Content starts
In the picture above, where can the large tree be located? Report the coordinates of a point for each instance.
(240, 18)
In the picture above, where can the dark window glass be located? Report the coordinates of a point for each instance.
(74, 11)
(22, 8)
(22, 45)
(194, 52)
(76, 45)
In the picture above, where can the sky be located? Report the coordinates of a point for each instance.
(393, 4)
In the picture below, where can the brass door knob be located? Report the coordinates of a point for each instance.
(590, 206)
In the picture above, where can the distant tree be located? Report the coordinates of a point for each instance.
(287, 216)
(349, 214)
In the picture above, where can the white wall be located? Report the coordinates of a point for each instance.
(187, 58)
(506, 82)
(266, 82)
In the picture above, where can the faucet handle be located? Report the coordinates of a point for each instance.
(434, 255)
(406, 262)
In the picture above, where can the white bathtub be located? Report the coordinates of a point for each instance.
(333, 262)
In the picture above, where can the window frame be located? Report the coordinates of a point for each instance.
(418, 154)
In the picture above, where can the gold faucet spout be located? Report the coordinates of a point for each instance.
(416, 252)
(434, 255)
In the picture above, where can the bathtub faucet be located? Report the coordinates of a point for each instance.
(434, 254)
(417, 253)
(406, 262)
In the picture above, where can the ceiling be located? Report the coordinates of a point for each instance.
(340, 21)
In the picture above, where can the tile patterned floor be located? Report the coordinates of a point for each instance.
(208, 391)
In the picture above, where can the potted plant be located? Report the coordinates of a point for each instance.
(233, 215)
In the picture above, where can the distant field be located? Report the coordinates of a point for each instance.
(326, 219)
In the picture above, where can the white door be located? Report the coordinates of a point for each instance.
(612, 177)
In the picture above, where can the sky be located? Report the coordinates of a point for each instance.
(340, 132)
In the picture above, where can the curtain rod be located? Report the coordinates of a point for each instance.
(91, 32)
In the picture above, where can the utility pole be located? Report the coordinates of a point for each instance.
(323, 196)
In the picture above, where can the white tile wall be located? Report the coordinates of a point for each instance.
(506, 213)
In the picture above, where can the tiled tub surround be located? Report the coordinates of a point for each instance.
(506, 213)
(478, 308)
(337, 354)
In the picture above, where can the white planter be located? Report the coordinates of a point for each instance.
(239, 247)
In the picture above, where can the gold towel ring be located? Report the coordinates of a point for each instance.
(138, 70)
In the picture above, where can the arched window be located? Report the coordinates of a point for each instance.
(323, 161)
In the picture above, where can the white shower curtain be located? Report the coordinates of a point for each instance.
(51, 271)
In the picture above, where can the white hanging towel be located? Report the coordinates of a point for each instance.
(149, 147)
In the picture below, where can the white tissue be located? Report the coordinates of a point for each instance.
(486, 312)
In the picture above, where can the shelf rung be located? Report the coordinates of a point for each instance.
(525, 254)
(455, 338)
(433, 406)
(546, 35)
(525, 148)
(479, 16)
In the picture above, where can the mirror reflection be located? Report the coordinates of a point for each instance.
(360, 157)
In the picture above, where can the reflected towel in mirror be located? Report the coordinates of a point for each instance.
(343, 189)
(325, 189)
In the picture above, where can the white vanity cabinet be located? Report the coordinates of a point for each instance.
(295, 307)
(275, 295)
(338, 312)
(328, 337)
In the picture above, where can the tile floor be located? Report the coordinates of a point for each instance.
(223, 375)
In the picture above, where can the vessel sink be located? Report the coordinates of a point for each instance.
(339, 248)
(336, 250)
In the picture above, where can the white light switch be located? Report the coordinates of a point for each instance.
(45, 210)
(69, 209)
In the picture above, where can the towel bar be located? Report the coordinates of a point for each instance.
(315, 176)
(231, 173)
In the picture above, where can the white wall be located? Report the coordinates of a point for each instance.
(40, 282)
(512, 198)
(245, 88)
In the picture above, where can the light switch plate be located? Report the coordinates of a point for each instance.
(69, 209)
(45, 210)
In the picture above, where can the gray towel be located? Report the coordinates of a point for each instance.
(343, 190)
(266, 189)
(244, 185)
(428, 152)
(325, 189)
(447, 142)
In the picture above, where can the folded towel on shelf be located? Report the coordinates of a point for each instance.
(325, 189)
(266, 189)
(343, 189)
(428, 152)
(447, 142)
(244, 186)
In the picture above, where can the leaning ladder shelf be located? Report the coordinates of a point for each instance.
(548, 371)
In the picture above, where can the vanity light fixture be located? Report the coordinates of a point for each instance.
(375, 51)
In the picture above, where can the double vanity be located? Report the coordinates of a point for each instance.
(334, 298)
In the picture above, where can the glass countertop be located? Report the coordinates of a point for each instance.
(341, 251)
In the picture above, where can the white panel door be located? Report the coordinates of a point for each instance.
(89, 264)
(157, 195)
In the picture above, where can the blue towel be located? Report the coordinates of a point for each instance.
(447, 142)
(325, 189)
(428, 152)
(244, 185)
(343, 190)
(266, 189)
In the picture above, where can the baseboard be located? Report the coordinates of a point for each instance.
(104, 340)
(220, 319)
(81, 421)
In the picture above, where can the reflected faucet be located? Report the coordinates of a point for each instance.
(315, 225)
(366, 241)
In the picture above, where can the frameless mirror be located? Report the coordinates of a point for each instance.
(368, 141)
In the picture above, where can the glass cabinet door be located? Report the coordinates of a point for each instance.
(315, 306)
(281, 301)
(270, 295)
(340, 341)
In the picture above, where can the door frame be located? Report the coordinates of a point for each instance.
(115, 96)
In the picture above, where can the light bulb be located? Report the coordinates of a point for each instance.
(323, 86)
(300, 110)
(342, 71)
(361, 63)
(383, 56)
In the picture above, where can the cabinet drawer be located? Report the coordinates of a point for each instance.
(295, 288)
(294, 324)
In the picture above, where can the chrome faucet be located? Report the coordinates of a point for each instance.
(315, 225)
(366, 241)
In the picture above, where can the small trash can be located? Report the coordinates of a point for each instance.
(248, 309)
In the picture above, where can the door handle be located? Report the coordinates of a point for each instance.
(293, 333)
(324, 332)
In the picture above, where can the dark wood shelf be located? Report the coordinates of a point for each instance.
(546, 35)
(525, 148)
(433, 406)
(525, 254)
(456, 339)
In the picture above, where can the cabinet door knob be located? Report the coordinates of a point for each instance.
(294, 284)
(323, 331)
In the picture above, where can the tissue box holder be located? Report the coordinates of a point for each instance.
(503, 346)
Content ends
Each entry in the listing is to be output exactly as given.

▶ **Your response**:
In the picture above, where can the large tree be located? Report the coordinates of a point for each instance.
(240, 18)
In the picture above, where can the dark window glass be located? Report the coordinates of a point for each instance.
(74, 11)
(22, 8)
(22, 45)
(194, 52)
(76, 45)
In the picture above, where can the sky be located? Report the coordinates of a point for each instance.
(393, 4)
In the picture below, where can the brass door knob be located? Report the coordinates of a point for each instance.
(590, 206)
In the picture above, where can the distant tree be located? Report the coordinates of a point for each instance.
(287, 216)
(349, 214)
In the picture above, where can the white wall be located? Report the coordinates of a point for each instance.
(187, 58)
(506, 82)
(266, 82)
In the picture above, where can the faucet handle be located? Report the coordinates of a point for each instance.
(434, 255)
(406, 262)
In the picture above, where can the white bathtub be located? Report the coordinates of a point for each instance.
(333, 262)
In the picture above, where can the window frame be located? Report the coordinates of a point for each instance.
(418, 154)
In the picture above, where can the gold faucet spout be located? Report the coordinates of a point for each instance.
(416, 252)
(434, 255)
In the picture above, where can the bathtub faucet be located? Report the coordinates of a point for each instance.
(434, 254)
(417, 253)
(406, 262)
In the picture above, where can the ceiling be located? Report the coordinates of a point for each instance.
(340, 21)
In the picture above, where can the tile patterned floor be located? Report the coordinates of a point for each instance.
(208, 391)
In the picture above, where can the potted plant be located? Report the coordinates of a point for each instance.
(233, 215)
In the picture above, where can the distant field be located? Report the coordinates of a point for each instance.
(326, 219)
In the picture above, where can the white door be located? Report the coordinates of a point for each instance.
(612, 177)
In the picture above, where can the sky be located? Report the coordinates of a point for each instance.
(340, 132)
In the picture above, where can the curtain rod be located? Report the coordinates of a point for each instance.
(91, 32)
In the picture above, where can the utility pole be located? Report the coordinates of a point for each instance.
(323, 196)
In the picture above, where can the white tile wall be located? Report the coordinates of a point for each instance.
(506, 213)
In the picture above, where can the tiled tub surround be located? Report the coordinates of a point for each instance.
(506, 213)
(478, 308)
(337, 354)
In the picture above, where can the white planter be located? Report the coordinates of a point for each instance.
(239, 247)
In the picture above, where can the gold towel ring be located? Report the coordinates of a point for each instance.
(138, 70)
In the picture above, where can the arched window be located? Report the coordinates of a point for each instance.
(323, 161)
In the picture above, where can the white shower curtain be located? Report the coordinates of a point for each instance.
(51, 271)
In the picture above, where can the white hanging towel be located? Report the coordinates of a point for each instance.
(149, 147)
In the picture below, where can the white tissue be located? Report the coordinates of a point for each instance.
(486, 312)
In the picture above, where can the shelf rung be located? Report the coordinates of a point for each instance.
(525, 254)
(455, 338)
(433, 406)
(546, 35)
(525, 148)
(479, 16)
In the picture above, where can the mirror reflection be located? Report the coordinates of a point for each instance.
(360, 157)
In the picture above, where can the reflected towel in mirror be located? Report the coordinates of a point for each instance.
(343, 189)
(325, 189)
In the picture above, where can the white vanity cabinet be located? Report the coordinates of a point for each instance.
(295, 307)
(275, 295)
(338, 312)
(328, 337)
In the picture above, where can the tile floor be located? Report the coordinates of a point for each instance.
(223, 375)
In the picture above, where can the vessel sink be located? Report the coordinates of a point for each instance.
(339, 248)
(336, 250)
In the picture above, where can the white light switch be located? Report the coordinates of a point for each instance.
(45, 210)
(69, 209)
In the picture above, where can the towel bar be located? Report the coordinates of a point for each instance.
(315, 176)
(231, 173)
In the picture above, where can the white wall be located? Report the coordinates of a point for each instance.
(40, 282)
(512, 198)
(245, 88)
In the picture above, where can the light switch plate be located? Report the coordinates of a point for each instance.
(69, 209)
(45, 210)
In the picture above, where can the gray towel be located? Report the coordinates of a point for each instance.
(343, 190)
(266, 189)
(244, 185)
(428, 152)
(325, 189)
(447, 142)
In the picture above, where can the folded towel on shelf be located? Report the coordinates of a point for each instance.
(325, 189)
(266, 189)
(343, 189)
(428, 152)
(447, 142)
(244, 186)
In the picture above, where can the leaning ladder shelf be located? Report the coordinates of a point for each instance.
(548, 371)
In the picture above, where can the vanity light fixture be located? Report the coordinates of a point for each instance.
(375, 51)
In the picture above, where can the double vanity be located? Report the coordinates of a point for each instance.
(334, 298)
In the picture above, where can the glass countertop be located? Report the coordinates of a point for each instance.
(341, 251)
In the picture above, where can the white panel door be located? Report the coordinates of a point for each instance.
(89, 264)
(157, 195)
In the picture above, where can the blue towel be located? Report the coordinates of a point for each instance.
(447, 142)
(325, 189)
(428, 152)
(244, 185)
(343, 190)
(266, 189)
In the picture above, where can the baseboard be located? Report the coordinates of a point for each instance.
(104, 340)
(220, 319)
(81, 421)
In the picture above, where can the reflected faucet be located? Report the coordinates of a point for each instance.
(315, 225)
(366, 241)
In the picture above, where can the frameless mirror be located? Report the coordinates of a point for each instance.
(368, 141)
In the picture above, where can the glass cabinet door be located? Report the coordinates of a point for each instance.
(315, 306)
(281, 301)
(270, 295)
(340, 341)
In the picture above, where can the door frame be located? Report the coordinates of a point for each instance.
(115, 96)
In the picture above, where can the light bulb be located? Report the coordinates of a point for each instance.
(323, 86)
(300, 110)
(342, 71)
(361, 63)
(383, 56)
In the picture above, where can the cabinet drawer be located? Report the coordinates of a point for each instance.
(295, 288)
(294, 324)
In the picture above, where can the chrome faucet be located? Report the coordinates of a point for each instance.
(315, 225)
(366, 241)
In the picture above, where can the small trash can be located? Report the coordinates of a point for each instance.
(248, 309)
In the picture above, where can the door handle be located? Report the coordinates of a point for each instance.
(293, 333)
(324, 332)
In the picture above, where can the dark wood shelf be located? Report the coordinates of a point for each instance.
(546, 35)
(525, 148)
(433, 406)
(525, 254)
(456, 339)
In the picture above, where can the cabinet door knob be located? Report the coordinates of a point for each instance.
(294, 284)
(323, 331)
In the picture above, where can the tissue box holder be located? Report the coordinates of a point for each instance.
(503, 346)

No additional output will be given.